### SOURCE EXTRACT:
--*--

Measurement
Why paid-search learning often stops at the form fill
Most fertility advertising accounts optimize toward the moment someone raises a hand, because that is the last event the platform can see. The stages the clinic actually values live in other systems, and until they are connected, the bidding system learns from the wrong signal.
A paid-search account learns from the conversions it receives. In most fertility accounts, the conversion is a form submission or a call, because those are the events the website can report without any further plumbing. Everything the clinic cares about after that point, whether the person scheduled, showed up, or started treatment, happens in a CRM, a booking system, or a phone log the advertising platform never sees.
The result is a quiet mismatch. The clinic evaluates marketing by consultations and treatment starts. The bidding system evaluates itself by inquiries. Both are doing their jobs. They are just reading different scoreboards.
How the gap forms
When a campaign is told that a form fill is success, automated bidding does what it is designed to do: it finds more people who fill out forms. Some of those people are well-matched patients. Some are researching for a relative, comparing prices with no intent to travel, outside the clinic's geography, or seeking a service the clinic does not offer. The platform cannot tell these apart, because from its side of the wall every submission looks identical.
Over months, budget drifts toward whatever produces submissions most cheaply. Query mixes shift. Ad copy that attracts thin inquiries beats ad copy that attracts fewer, better ones. The account can report improving cost per lead while the front desk reports that lead quality is getting worse. Both reports are accurate.
What the platform can actually receive
Google and Microsoft both support conversion imports: the advertiser sends back a record that says, in effect, the click with this identifier eventually reached this stage, with this value. Google documents this as offline conversion import and enhanced conversions for leads. The mechanics matter less than the principle: the platform will optimize toward any event you can return to it reliably.

--*--

(Items in a dataset)
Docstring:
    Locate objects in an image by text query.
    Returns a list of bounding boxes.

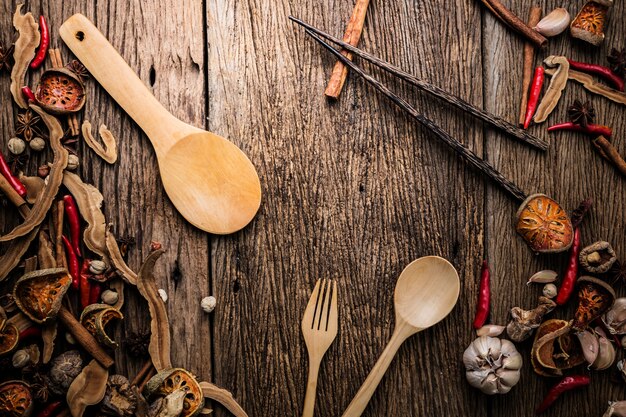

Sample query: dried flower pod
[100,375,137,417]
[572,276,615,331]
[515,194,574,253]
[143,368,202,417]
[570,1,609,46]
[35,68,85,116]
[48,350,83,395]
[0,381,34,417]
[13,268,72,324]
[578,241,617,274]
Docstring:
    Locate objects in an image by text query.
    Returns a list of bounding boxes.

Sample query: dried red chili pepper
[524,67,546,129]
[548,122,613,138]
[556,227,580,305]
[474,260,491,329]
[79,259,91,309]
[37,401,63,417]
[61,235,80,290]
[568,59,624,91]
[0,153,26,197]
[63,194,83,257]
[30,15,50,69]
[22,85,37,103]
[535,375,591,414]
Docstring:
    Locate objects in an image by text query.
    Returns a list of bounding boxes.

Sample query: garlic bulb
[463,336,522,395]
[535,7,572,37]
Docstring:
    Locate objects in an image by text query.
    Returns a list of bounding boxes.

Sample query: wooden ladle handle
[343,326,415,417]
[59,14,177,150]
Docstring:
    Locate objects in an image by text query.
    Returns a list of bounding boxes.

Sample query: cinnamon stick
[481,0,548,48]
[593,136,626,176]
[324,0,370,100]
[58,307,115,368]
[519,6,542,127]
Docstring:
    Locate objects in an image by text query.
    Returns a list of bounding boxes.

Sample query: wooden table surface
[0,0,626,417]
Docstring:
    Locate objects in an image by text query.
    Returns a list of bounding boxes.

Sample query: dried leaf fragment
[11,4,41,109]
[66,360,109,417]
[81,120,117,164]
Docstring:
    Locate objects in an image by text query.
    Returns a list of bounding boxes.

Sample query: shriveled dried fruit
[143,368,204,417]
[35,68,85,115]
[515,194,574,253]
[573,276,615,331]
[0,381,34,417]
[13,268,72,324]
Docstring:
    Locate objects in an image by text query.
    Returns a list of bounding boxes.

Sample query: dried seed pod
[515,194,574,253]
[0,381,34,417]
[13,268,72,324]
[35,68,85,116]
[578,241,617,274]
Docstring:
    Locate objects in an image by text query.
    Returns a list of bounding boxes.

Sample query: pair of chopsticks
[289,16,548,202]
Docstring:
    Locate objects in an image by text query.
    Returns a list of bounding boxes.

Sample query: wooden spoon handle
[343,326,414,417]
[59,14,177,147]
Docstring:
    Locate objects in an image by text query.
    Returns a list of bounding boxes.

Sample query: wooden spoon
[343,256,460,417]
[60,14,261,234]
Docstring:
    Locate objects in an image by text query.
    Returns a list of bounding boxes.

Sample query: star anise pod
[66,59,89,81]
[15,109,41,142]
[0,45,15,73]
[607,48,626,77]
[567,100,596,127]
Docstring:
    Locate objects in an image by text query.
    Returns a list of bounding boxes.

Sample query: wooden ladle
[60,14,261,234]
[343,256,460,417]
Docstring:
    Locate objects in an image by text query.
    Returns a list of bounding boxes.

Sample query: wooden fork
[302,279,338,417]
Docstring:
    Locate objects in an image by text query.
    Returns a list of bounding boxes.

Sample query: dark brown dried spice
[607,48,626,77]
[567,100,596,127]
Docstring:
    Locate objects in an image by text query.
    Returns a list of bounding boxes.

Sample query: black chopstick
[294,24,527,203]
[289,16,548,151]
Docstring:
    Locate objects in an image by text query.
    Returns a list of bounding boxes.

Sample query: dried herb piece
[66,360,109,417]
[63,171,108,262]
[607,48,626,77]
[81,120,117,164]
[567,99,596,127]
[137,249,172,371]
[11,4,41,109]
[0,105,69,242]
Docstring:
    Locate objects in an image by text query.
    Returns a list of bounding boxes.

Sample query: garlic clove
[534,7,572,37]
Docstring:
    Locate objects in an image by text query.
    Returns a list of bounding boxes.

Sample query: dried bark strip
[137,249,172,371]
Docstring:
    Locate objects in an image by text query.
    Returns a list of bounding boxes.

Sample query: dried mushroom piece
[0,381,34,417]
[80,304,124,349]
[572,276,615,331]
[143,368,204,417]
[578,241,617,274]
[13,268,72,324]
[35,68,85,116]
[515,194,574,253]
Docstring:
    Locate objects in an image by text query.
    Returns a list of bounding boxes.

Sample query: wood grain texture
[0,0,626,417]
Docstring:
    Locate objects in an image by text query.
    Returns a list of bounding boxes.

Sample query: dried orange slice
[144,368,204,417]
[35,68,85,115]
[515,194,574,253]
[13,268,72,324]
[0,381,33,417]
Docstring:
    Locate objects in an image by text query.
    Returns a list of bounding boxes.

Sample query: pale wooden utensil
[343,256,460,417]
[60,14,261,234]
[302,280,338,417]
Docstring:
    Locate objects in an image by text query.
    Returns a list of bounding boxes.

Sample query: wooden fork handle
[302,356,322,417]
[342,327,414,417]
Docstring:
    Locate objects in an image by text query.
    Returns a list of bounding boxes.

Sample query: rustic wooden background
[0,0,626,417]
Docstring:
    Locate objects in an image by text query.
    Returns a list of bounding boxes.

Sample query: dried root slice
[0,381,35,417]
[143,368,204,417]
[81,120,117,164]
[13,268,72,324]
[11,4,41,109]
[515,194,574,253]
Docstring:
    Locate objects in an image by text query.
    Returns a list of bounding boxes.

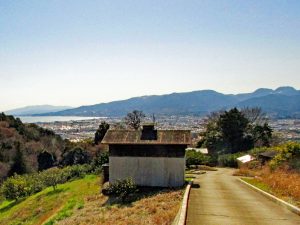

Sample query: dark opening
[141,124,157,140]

--*--

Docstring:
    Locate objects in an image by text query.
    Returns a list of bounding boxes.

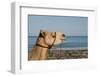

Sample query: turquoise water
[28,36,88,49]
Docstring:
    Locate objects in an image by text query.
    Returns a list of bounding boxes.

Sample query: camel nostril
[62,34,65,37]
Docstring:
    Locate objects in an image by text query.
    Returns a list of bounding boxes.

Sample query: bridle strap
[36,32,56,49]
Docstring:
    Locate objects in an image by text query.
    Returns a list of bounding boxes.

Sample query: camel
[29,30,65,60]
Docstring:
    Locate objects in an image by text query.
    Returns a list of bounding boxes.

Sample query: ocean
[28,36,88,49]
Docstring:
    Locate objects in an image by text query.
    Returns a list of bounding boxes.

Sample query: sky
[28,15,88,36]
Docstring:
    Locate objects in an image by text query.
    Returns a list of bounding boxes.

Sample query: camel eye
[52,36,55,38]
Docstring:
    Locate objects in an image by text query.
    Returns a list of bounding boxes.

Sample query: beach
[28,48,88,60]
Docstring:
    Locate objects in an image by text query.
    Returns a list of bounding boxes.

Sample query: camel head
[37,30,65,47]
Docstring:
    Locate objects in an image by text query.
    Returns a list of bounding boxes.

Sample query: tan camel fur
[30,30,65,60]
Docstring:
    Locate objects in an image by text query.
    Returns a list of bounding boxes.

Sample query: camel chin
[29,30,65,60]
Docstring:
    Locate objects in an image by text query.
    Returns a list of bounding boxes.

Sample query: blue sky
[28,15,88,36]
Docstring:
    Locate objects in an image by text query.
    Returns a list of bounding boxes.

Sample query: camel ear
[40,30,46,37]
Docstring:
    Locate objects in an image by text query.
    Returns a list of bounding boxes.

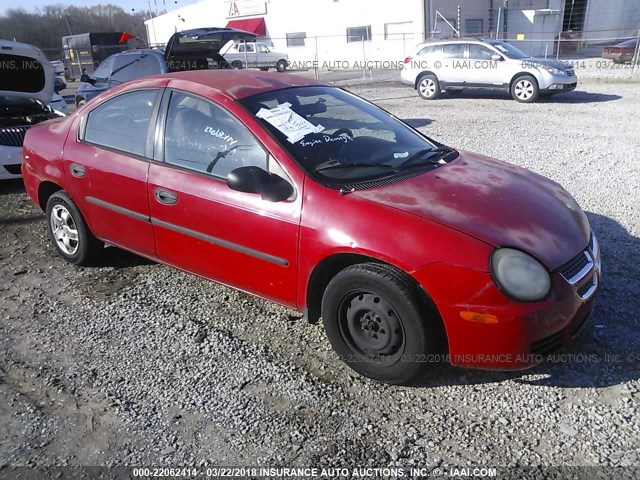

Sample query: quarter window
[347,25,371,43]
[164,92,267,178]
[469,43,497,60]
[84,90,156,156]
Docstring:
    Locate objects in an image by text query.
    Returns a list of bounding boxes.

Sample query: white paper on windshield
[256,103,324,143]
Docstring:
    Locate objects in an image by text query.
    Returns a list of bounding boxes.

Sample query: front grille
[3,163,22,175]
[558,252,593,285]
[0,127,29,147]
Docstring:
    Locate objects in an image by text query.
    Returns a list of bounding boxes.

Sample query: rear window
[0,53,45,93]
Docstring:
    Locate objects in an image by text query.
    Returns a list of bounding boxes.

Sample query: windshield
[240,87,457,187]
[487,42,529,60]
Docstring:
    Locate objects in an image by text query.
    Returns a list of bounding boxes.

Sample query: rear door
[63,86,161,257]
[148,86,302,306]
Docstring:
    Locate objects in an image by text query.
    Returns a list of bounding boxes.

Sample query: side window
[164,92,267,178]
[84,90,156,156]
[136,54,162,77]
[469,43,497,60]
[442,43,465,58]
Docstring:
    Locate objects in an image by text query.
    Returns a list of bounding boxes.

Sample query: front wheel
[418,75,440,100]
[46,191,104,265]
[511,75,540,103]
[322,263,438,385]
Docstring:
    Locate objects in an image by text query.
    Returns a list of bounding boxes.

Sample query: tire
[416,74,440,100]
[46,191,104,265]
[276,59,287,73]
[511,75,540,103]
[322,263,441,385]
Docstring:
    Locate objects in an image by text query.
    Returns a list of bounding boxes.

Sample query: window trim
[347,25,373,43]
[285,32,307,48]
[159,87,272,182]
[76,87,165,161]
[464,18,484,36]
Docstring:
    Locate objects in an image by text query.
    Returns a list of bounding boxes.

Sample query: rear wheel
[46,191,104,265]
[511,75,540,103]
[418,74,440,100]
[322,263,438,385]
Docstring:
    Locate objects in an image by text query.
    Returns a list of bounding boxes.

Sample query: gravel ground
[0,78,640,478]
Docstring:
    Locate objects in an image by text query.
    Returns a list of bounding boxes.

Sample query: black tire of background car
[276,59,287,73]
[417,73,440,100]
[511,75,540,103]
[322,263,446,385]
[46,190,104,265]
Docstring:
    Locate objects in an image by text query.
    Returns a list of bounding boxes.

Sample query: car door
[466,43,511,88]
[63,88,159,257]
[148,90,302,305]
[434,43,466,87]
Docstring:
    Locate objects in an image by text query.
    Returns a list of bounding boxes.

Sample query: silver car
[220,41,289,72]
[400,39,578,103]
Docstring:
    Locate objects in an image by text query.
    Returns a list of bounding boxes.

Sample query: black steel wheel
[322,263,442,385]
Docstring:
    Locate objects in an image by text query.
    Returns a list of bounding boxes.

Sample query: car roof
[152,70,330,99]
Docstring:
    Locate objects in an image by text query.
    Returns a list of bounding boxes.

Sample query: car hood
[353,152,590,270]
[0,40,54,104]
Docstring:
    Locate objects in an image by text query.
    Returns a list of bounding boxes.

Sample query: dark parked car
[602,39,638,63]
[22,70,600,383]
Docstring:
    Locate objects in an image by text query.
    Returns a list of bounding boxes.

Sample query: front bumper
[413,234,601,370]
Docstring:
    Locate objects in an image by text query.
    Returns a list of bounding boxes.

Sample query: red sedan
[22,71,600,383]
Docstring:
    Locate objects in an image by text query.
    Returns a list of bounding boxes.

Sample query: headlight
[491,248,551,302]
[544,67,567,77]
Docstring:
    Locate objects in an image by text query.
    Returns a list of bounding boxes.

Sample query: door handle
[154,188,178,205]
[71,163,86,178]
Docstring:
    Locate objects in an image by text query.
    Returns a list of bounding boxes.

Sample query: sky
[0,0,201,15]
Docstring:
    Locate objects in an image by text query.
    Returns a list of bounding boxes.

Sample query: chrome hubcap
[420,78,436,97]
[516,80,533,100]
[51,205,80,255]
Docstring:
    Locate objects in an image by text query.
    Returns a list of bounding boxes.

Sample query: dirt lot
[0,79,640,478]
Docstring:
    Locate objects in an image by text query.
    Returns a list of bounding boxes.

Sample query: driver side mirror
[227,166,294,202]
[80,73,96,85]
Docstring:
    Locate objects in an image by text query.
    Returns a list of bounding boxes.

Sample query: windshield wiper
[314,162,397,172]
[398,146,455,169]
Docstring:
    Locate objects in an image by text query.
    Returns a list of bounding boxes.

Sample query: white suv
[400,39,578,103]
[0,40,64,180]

--*--

### EXERCISE:
Rewrite the passage of the paid-search article between "Measurement" and "platform never sees.", inclusive, replacing "bidding system" with "bid algorithm". Rely only on the article to complete this work.

### ANSWER TO THE EXERCISE:
Measurement
Why paid-search learning often stops at the form fill
Most fertility advertising accounts optimize toward the moment someone raises a hand, because that is the last event the platform can see. The stages the clinic actually values live in other systems, and until they are connected, the bid algorithm learns from the wrong signal.
A paid-search account learns from the conversions it receives. In most fertility accounts, the conversion is a form submission or a call, because those are the events the website can report without any further plumbing. Everything the clinic cares about after that point, whether the person scheduled, showed up, or started treatment, happens in a CRM, a booking system, or a phone log the advertising platform never sees.